## WHAT TO DO
A) In the probability practice page below, why does the acceptable-spot calculation use both the count of circular spots and the count of uniform spots? Answer in one to three sentences.
B) Pick up the probability practice page after its last line and keep writing in the same style.

## SOURCE EXTRACT
== Segment start ==
Probability - Practice

Microarray Quality Control I

In a microarray experiment, a spot is acceptable if it is either perfectly circular or perfectly uniform. In an experiment, a researcher found that there are a total of 20,000 spots. Out of these 20,000 spots, 15,500 are circular, 9,000 are uniform, and 5,000 spots are both circular and uniform. If a spot is chosen randomly, find the probability that the selected spot will be acceptable.

n <- 20000            # n =Total number of spots
c <- 15500            # c = Number of circular spots
u <- 9000             # u = Number of uniform spots
uc <- 5000            # uc = Number of uniform and circular spots
p = c/n + u/n - uc/n
cat("The probability that a randomly chosen spot is acceptable = ", p, fill = T)

## The probability that a randomly chosen spot is acceptable =  0.975

Microarray Quality Control II

In a microarray experiment, a dye R will be labeled into target cDNA with a probability of 0.95. The probability that a signal will be read from a spot (labeled and hybridized) is 0.85. What is the probability that a labeled target cDNA hybridizes on a spot?

# A is the event that the target cDNA will be labeled with the dye R
# B is the event that the target cDNA will hybridize with labeled dye R
PA <- 0.95
PAintersectionB <- 0.85
PBgivenA <- PAintersectionB/PA
cat("Probability that the labeled target cDNA hybridizes on a spot = ", PBgivenA, fill = T)

## Probability that the labeled target cDNA hybridizes on a spot =  0.8947368

Microarray Quality Control III

In a microarray experiment, the probability that a target cDNA is dyed with dye G is 0.9. The probability that the cDNA will hybridize on a given spot is 0.85. The probability of getting a signal from a spot is 0.8. Can hybridization and labeling of the target be considered independent?
== Segment end ==
## EXTRACTED DATA
== Segment start ==
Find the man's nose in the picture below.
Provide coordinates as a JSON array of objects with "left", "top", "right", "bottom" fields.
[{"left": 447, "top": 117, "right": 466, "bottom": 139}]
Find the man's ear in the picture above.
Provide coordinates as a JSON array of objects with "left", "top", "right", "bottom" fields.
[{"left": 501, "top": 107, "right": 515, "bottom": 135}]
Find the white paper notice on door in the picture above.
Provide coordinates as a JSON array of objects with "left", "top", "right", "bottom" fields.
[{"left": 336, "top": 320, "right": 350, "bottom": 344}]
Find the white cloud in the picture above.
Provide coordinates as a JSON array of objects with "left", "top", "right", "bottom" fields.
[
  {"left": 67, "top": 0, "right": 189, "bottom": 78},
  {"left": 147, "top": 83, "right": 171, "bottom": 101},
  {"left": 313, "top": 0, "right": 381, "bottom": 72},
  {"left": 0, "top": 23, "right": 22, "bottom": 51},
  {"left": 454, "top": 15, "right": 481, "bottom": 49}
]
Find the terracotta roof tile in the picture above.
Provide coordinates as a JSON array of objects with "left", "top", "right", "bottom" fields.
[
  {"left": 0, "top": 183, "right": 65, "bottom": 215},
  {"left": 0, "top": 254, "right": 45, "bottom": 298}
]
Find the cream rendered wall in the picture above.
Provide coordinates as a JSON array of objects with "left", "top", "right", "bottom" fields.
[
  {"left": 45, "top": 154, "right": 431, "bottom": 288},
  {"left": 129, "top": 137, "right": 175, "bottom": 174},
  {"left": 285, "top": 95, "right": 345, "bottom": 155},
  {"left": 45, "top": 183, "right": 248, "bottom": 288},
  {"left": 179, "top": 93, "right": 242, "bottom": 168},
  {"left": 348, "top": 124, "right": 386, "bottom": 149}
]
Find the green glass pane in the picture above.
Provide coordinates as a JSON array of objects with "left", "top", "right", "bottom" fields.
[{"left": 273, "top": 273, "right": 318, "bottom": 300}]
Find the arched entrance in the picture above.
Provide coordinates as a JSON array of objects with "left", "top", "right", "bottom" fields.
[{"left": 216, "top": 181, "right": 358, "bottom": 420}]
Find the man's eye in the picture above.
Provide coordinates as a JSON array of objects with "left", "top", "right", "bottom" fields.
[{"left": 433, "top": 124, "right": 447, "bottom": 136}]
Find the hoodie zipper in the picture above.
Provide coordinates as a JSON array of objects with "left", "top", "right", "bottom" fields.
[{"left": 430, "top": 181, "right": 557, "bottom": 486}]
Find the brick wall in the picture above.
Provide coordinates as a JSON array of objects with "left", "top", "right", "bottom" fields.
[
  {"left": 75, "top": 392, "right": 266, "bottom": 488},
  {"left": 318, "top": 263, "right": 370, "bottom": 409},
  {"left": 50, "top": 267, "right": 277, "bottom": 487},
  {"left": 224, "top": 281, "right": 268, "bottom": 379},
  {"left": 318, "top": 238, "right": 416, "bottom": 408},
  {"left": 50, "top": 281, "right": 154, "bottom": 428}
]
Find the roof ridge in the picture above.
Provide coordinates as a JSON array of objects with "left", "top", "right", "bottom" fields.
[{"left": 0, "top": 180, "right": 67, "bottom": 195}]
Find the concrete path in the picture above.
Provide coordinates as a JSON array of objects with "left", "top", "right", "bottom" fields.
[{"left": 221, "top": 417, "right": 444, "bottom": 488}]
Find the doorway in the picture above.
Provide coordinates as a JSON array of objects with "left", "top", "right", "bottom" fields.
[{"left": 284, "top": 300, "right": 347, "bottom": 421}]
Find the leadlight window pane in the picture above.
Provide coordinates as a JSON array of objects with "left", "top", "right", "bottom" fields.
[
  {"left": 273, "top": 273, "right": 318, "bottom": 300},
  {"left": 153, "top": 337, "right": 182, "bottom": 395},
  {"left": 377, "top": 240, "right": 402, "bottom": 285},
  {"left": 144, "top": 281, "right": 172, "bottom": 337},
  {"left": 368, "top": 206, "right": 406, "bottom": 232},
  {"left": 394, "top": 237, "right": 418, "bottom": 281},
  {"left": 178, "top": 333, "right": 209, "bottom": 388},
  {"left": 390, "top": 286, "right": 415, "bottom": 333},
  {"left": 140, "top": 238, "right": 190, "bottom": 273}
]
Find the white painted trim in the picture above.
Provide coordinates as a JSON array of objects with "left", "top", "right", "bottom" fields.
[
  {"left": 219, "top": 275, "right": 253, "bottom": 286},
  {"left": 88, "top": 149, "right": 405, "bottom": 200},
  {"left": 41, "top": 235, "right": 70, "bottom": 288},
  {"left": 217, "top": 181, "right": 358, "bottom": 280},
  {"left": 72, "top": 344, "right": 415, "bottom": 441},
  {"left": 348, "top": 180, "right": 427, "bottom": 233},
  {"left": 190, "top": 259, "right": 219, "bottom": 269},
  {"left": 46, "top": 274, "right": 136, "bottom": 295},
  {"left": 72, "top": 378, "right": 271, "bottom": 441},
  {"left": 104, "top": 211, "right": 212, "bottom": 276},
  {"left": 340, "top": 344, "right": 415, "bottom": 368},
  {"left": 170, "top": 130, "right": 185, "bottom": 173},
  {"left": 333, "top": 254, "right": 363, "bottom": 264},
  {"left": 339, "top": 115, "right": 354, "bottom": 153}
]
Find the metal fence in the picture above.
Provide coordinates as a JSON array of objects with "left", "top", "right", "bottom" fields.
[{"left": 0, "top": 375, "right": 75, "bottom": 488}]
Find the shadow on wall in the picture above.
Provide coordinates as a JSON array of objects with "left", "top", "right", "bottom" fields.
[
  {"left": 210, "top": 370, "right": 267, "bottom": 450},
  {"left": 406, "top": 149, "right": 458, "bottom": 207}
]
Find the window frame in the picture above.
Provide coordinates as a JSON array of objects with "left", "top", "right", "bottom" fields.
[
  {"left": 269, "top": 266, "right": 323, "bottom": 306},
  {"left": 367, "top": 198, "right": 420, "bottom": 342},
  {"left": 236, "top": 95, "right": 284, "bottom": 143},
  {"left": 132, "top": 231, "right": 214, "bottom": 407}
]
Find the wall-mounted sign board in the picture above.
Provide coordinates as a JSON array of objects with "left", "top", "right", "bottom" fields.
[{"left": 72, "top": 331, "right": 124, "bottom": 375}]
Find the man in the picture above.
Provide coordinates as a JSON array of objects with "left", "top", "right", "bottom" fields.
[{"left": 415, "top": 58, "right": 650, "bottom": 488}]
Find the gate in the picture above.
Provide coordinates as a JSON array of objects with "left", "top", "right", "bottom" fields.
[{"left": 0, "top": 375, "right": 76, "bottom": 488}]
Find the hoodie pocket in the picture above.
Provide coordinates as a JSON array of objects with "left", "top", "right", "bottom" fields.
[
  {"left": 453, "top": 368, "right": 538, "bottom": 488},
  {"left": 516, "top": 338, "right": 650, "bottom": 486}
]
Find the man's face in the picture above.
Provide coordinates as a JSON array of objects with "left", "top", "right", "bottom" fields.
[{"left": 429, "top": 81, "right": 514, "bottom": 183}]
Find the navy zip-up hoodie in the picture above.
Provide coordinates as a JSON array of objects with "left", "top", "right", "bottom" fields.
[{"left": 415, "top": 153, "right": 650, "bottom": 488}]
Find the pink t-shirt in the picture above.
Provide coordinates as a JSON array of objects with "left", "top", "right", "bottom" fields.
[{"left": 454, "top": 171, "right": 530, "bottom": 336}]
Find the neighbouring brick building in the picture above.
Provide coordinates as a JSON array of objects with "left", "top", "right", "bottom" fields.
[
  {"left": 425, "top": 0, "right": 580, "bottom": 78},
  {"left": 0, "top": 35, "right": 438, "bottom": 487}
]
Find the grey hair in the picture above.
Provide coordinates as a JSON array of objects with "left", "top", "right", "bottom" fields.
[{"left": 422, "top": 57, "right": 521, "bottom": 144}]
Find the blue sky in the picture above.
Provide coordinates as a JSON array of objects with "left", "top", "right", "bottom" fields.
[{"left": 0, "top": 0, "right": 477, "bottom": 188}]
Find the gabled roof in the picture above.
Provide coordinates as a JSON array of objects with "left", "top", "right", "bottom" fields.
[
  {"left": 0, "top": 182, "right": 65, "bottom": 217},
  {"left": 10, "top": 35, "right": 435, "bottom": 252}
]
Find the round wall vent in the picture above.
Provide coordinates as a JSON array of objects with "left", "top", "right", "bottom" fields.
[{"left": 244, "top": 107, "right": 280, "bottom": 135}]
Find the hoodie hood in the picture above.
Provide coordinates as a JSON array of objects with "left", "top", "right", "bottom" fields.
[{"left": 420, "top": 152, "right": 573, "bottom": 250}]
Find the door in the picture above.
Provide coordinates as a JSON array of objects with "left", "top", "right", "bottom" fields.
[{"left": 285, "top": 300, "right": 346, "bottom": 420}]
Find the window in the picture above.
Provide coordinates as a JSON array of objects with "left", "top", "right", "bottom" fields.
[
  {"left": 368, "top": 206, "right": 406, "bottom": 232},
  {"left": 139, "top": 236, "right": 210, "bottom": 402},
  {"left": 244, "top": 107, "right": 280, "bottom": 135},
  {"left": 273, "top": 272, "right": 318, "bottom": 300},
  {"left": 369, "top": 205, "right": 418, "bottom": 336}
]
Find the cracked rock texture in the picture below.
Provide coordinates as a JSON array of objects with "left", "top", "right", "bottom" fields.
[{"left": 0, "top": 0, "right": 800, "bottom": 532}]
== Segment end ==
## ANSWERS TO THE PROBLEMS
A) The page defines a spot as acceptable if it is either perfectly circular or perfectly uniform. Both kinds of spot therefore count as acceptable, so the calculation needs both counts.

B)
# PA is the probability that target is dyed with dye G
# PB is the probability that cDNA hybridizes on a given spot
# PS is the probability that signal is obtained from a spot
PA <- 0.9
PB <- 0.85
PS <- 0.8
PS1 <- PA * PB
if (PS != PS1) {print("Hybridization and labeling of the target are NOT independent")} else {print("Hybridization and labeling of the target are independent")}

## [1] "Hybridization and labeling of the target are NOT independent"

Growth of bacteria

Let the growth rate per minute (per thousand) of the bacteria “TnT” be given by the PDF \(f(x)\) where

\(f(x) = \frac{1}{5}e^{-\frac{x}{5}}\), \(0\leq x<\infty\)

Find the expected growth rate per minute of the bacteria “TnT”.

# EX= Expected Value
integrand <- function(x){(1/5)*exp(-x/5)}
EX <- integrate(integrand, lower = 0, upper = Inf)
print("EX= ")

## [1] "EX= "

EX

## 1 with absolute error < 2e-07

Problem - I

Three microarray experiments E1, E2, and E3 were conducted. After hybridization, an image of the array with hybridized fluorescent dyes (red and green) is acquired in each experiment. The DNA microchip is divided into several grids, and each grid is of one square microcentimeter. In experiment E1, it was observed that on a randomly selected grid there were two red spots, seven green spots, and five black spots. In experiment E2, there were three red spots, seven green spots, and three black spots in a randomly selected grid, while in experiment E3, it was observed that there were four red spots, eight green spots, and three black spot on a randomly selected grid. A researcher chose a grid randomly, and two spots were chosen randomly from the selected grid. The two chosen spots happened to be red and black What is the probability that these two chosen spots came from

1. experiment E3?
1. experiment E1?

library(prob)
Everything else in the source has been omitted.